╔══

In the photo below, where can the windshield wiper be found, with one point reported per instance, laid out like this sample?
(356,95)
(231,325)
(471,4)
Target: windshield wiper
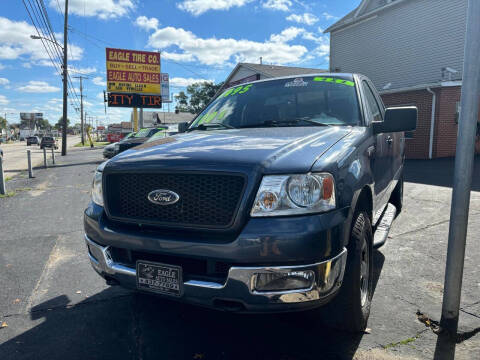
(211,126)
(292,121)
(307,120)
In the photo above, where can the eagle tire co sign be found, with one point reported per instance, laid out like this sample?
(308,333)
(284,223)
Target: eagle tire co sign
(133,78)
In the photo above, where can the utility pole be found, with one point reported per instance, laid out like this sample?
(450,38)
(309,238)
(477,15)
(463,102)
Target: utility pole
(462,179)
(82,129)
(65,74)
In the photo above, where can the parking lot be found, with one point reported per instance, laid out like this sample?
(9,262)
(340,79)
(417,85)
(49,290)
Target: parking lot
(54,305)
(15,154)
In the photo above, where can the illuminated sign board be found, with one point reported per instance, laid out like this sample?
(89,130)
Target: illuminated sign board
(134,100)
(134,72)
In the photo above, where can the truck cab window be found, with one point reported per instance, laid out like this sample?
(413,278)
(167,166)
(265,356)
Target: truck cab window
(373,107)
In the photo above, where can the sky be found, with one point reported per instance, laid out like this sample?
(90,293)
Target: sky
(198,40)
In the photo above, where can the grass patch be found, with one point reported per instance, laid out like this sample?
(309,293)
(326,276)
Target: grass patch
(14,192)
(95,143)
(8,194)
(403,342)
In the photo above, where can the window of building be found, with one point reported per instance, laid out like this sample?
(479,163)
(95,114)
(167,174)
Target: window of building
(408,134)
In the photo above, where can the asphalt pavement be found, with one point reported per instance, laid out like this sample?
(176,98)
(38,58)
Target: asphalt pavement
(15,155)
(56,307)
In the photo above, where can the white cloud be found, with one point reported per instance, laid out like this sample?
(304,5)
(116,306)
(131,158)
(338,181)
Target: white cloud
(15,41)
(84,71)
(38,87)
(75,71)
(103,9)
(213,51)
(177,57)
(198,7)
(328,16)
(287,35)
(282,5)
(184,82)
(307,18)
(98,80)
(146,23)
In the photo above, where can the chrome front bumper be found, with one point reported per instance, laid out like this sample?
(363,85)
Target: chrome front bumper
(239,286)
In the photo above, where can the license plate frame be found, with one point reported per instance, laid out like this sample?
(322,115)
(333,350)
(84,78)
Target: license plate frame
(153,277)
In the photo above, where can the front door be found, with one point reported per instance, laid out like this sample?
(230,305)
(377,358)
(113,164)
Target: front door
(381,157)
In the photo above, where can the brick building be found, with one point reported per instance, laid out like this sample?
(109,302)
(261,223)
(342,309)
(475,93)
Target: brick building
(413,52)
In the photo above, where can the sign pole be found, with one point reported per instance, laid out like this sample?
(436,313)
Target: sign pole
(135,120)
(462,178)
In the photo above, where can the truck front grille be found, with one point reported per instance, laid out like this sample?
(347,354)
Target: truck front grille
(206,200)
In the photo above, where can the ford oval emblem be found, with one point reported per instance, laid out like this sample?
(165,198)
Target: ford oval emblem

╚══

Task requirements: Copy out every line of the records, word for word, from the line containing "In the photo above, where can the truck front" through the final line, including both.

In response:
In the photo above, where can the truck front grille be found, with one point reported per instance, laid out like this sample?
(347,354)
Target: truck front grille
(206,200)
In the photo above, where can the ford oval emblem be found, with one point reported per instance, laid out like this sample?
(165,198)
Target: ford oval emblem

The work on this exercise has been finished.